[Dataset items]
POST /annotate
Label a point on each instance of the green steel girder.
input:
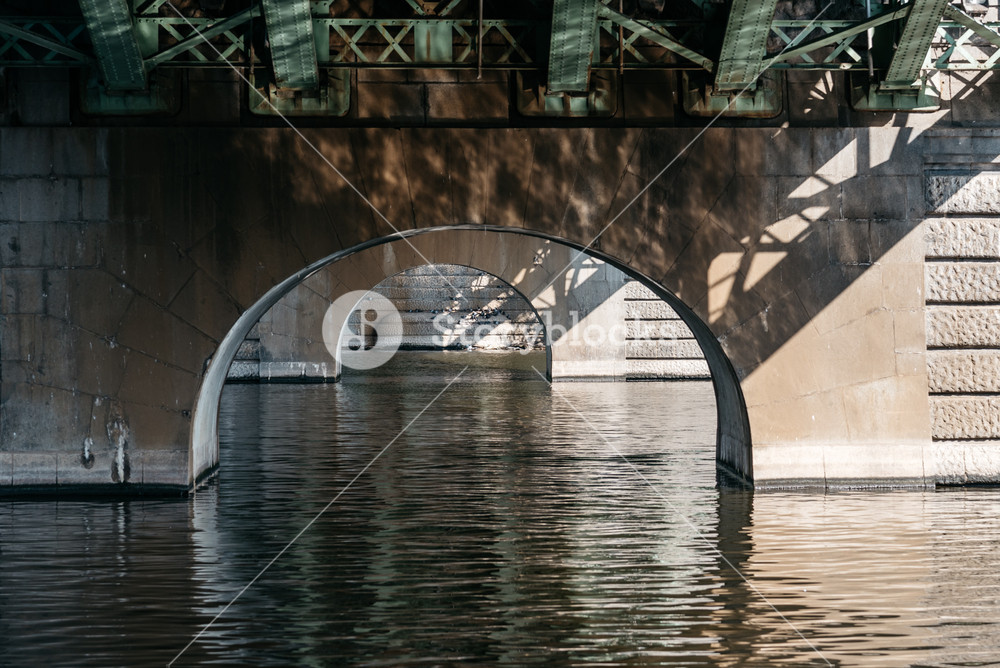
(572, 45)
(201, 31)
(42, 49)
(744, 44)
(914, 45)
(293, 43)
(838, 33)
(169, 40)
(119, 59)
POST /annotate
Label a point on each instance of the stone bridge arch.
(129, 252)
(544, 269)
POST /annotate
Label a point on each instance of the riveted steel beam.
(914, 45)
(958, 16)
(742, 57)
(119, 59)
(293, 44)
(657, 34)
(571, 49)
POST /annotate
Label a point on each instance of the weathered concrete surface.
(801, 250)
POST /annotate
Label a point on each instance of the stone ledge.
(962, 462)
(833, 466)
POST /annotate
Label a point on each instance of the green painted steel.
(658, 34)
(170, 40)
(196, 35)
(119, 59)
(914, 45)
(742, 57)
(42, 49)
(572, 45)
(293, 45)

→ **TASK**
Omit the pictures, then quote the rest of the material above exactly.

→ **EXERCISE RESPONSE**
POST /annotate
Label a point on each instance of the green steel girder.
input:
(572, 45)
(201, 31)
(42, 49)
(744, 44)
(914, 45)
(293, 43)
(838, 33)
(169, 40)
(119, 59)
POST /annotate
Label a point on each instance of the stone bridge arch.
(129, 252)
(544, 269)
POST /annotate
Label a point on each instance of the riveted steel beam.
(914, 45)
(958, 16)
(742, 57)
(119, 59)
(293, 44)
(657, 34)
(571, 49)
POST /annotate
Label a point on each instance of the weathered concrete surface.
(801, 250)
POST /annotate
Label a point on each instance of the stone ledge.
(962, 462)
(833, 466)
POST /annotate
Label a point on each instance of the green painted steel.
(658, 34)
(170, 40)
(196, 35)
(119, 59)
(914, 45)
(742, 57)
(42, 49)
(572, 45)
(293, 45)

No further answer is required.